(Stored dataset items)
▶
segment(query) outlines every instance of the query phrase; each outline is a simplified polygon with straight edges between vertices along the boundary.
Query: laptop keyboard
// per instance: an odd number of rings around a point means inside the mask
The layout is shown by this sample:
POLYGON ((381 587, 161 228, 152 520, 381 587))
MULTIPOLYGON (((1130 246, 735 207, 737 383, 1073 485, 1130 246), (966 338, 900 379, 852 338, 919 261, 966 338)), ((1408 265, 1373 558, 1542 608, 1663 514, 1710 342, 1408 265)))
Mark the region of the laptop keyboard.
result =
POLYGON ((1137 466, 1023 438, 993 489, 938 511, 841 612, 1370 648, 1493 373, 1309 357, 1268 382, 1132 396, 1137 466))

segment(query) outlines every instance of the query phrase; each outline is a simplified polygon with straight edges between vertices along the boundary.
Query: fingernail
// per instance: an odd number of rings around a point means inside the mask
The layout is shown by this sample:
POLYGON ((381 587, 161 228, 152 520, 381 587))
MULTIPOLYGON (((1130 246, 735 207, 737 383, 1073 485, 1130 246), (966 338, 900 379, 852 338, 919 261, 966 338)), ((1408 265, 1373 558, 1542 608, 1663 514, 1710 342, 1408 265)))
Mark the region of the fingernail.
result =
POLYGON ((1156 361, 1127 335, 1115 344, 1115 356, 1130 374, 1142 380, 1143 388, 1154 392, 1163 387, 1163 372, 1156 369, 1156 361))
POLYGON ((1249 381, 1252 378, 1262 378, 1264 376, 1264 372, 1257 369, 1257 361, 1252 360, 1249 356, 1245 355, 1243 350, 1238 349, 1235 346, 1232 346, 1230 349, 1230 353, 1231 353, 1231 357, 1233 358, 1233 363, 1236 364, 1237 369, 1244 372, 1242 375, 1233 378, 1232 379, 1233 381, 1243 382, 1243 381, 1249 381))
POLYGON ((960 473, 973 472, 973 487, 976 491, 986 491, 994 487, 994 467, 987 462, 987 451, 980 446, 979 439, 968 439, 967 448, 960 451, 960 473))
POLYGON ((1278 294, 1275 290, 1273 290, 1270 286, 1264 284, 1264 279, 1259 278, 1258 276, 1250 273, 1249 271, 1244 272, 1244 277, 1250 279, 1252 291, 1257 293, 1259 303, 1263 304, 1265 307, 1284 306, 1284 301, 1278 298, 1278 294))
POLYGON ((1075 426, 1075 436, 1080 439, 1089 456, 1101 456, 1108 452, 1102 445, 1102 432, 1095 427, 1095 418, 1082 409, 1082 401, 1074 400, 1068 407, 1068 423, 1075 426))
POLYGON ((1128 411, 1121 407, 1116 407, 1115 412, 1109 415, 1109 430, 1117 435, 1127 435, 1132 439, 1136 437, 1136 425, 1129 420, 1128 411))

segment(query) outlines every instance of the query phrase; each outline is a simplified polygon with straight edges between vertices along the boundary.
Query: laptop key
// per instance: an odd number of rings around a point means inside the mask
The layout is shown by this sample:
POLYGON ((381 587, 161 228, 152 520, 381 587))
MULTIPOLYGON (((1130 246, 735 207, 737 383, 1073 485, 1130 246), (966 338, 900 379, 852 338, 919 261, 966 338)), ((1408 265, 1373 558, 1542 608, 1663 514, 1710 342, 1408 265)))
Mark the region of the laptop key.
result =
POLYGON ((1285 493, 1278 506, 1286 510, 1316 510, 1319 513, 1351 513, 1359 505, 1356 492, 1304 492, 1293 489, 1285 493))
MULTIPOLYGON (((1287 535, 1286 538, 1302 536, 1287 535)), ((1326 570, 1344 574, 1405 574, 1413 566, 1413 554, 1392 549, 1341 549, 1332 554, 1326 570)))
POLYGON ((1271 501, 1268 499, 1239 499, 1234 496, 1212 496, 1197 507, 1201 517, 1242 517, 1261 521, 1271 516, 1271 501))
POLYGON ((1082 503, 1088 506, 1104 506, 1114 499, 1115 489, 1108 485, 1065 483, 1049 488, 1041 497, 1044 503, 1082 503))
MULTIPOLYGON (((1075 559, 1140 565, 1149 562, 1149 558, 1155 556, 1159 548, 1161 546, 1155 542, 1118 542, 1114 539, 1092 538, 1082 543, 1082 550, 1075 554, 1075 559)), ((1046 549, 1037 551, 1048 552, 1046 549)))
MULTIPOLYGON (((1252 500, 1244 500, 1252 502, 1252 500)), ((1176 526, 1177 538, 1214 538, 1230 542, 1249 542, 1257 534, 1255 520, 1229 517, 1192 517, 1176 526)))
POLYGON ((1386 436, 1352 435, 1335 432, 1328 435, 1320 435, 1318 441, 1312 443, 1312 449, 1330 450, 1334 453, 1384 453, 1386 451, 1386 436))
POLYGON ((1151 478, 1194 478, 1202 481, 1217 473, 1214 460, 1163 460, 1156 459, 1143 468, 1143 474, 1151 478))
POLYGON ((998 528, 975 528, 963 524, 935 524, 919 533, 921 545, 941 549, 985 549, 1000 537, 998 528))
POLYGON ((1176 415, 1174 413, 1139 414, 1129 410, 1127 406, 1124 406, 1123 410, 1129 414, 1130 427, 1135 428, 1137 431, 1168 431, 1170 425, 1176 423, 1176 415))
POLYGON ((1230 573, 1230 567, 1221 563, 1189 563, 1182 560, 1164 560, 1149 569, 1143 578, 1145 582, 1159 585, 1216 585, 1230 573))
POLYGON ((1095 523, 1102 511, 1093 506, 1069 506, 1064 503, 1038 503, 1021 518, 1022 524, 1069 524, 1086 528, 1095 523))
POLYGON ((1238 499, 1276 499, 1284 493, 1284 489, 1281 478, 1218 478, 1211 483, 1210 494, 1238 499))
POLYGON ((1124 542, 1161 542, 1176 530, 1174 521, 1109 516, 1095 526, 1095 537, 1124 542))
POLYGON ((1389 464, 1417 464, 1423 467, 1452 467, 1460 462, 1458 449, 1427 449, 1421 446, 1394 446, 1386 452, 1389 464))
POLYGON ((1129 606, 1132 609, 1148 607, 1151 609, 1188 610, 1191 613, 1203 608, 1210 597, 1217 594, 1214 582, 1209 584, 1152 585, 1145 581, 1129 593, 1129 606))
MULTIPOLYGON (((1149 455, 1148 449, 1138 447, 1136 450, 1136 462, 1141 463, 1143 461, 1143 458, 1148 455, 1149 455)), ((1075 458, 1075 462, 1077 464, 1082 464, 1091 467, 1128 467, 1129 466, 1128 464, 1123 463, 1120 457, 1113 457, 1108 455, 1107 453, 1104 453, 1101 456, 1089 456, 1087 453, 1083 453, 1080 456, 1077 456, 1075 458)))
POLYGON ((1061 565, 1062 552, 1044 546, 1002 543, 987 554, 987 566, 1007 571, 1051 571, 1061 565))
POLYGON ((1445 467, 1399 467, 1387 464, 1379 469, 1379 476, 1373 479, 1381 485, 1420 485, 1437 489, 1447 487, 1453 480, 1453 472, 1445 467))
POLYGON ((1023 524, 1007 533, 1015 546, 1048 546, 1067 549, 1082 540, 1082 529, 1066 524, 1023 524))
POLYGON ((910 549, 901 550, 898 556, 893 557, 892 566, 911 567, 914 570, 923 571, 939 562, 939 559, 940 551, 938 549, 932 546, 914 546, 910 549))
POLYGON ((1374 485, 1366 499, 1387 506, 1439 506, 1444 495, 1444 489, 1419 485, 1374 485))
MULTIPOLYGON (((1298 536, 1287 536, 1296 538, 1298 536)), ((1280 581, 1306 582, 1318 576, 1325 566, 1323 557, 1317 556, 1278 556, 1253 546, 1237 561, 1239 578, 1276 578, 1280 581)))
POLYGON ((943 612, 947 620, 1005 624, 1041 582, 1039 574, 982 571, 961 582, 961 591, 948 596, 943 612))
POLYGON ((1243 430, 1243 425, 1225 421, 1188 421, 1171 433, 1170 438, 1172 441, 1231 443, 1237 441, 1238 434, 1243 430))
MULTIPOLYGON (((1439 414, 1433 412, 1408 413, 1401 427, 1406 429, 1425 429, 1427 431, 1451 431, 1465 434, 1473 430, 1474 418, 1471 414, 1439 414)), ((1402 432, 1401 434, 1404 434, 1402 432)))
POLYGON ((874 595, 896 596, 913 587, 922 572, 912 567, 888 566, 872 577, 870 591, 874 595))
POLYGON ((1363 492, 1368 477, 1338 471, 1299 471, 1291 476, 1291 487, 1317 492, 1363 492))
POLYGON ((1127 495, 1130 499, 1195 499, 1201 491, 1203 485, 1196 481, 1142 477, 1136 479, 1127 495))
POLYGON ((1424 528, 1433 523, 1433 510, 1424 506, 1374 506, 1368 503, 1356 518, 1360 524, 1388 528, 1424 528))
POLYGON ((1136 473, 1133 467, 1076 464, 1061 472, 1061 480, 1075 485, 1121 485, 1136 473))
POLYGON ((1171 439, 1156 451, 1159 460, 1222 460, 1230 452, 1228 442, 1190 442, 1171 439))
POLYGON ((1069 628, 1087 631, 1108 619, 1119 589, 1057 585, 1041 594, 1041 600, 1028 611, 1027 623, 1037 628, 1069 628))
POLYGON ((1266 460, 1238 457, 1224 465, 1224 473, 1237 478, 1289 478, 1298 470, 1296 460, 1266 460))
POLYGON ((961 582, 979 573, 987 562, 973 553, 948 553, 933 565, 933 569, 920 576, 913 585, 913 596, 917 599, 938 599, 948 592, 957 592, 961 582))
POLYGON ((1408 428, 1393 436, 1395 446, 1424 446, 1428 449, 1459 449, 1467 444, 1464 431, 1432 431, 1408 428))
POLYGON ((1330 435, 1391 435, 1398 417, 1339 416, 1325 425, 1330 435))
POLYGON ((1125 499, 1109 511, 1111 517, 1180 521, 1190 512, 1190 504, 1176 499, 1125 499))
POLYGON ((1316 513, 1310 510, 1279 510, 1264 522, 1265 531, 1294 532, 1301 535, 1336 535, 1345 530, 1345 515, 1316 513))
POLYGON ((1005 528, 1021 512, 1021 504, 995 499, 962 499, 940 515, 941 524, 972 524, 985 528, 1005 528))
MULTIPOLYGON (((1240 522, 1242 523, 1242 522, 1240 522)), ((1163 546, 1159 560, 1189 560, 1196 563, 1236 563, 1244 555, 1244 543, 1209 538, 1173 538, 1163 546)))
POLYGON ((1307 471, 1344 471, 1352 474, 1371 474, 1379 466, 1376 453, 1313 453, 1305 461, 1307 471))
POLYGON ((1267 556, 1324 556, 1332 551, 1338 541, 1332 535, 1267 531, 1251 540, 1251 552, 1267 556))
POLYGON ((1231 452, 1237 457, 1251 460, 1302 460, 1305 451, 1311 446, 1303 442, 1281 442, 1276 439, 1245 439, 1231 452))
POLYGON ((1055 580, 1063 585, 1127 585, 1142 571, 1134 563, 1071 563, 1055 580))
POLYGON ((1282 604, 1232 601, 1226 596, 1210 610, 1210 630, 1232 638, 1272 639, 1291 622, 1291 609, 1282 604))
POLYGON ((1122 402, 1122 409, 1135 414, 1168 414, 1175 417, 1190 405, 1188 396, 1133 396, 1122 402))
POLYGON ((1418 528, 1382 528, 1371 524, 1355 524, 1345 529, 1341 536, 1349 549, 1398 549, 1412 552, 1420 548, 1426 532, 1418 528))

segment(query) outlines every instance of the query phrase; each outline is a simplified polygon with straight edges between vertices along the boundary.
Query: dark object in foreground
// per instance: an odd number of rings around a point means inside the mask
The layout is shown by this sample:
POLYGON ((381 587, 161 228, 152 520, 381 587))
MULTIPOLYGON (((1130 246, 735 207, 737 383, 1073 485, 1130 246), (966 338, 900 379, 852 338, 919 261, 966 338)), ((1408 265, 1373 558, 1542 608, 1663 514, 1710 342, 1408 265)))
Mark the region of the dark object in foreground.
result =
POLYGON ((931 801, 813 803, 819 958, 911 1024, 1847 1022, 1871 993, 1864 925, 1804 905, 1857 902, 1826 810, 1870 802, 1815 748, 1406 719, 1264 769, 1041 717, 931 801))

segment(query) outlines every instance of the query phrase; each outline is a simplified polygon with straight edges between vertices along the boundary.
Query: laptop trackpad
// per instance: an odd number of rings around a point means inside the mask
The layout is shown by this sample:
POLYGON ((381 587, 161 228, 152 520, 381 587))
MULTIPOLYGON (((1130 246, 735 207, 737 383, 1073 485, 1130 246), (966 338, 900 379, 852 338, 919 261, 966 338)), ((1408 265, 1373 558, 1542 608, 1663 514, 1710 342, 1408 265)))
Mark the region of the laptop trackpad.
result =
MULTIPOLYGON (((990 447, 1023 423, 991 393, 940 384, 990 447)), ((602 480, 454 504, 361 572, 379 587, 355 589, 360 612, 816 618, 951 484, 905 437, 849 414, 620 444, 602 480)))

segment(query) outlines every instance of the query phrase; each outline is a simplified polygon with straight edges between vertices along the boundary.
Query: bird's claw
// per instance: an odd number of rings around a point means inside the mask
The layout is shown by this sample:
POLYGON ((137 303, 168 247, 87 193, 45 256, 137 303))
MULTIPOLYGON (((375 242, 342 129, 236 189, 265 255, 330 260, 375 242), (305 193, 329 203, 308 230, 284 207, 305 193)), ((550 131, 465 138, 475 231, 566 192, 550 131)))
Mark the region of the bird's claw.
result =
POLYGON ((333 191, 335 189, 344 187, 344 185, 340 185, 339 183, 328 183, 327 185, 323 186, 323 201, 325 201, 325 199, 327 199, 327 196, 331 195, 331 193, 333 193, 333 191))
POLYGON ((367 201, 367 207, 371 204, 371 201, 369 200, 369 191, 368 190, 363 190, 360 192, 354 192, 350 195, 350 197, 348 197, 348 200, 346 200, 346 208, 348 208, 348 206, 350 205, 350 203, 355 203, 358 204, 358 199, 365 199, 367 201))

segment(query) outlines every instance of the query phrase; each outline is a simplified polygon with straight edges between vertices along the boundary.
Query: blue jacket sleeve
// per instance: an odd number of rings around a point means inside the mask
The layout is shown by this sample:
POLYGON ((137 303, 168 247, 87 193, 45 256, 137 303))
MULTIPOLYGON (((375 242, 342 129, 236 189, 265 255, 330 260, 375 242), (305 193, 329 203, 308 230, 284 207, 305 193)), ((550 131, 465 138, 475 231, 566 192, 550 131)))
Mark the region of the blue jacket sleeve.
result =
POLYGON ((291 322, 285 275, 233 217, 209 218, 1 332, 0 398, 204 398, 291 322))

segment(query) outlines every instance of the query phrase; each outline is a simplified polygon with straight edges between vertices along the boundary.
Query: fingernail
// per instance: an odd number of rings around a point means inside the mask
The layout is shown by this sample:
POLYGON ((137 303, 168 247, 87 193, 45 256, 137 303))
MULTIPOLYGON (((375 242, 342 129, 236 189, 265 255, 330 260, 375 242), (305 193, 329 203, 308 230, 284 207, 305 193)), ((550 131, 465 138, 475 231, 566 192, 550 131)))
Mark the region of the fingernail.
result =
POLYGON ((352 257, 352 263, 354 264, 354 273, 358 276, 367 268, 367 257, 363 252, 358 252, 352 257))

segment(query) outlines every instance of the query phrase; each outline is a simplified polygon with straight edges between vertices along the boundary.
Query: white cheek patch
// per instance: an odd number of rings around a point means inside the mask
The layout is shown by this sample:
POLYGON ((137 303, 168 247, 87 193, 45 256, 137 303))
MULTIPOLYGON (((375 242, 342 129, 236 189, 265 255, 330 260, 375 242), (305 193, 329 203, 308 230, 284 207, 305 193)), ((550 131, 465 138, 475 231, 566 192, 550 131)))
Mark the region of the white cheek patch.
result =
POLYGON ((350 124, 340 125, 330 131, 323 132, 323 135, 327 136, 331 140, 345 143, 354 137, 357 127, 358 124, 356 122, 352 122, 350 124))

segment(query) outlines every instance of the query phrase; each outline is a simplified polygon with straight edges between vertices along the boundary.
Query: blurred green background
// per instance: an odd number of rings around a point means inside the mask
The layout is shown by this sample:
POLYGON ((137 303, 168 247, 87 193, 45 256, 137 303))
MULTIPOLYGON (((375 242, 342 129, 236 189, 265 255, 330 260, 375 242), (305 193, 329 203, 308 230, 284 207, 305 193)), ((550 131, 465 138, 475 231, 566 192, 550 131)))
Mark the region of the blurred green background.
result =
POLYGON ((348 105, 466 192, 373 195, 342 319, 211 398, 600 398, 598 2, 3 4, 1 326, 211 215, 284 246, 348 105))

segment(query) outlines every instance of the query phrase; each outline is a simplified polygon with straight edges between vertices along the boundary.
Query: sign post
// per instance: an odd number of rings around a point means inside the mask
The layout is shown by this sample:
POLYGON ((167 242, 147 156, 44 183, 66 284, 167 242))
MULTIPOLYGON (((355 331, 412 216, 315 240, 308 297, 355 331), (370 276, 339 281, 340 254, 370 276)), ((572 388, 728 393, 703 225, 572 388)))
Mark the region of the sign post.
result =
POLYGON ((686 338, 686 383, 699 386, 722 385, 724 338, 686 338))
◀
» **EXERCISE**
Pick from the records each line that contains the word "background" and show it.

» **RESPONSE**
Query: blurred green background
Mark the region of the blurred green background.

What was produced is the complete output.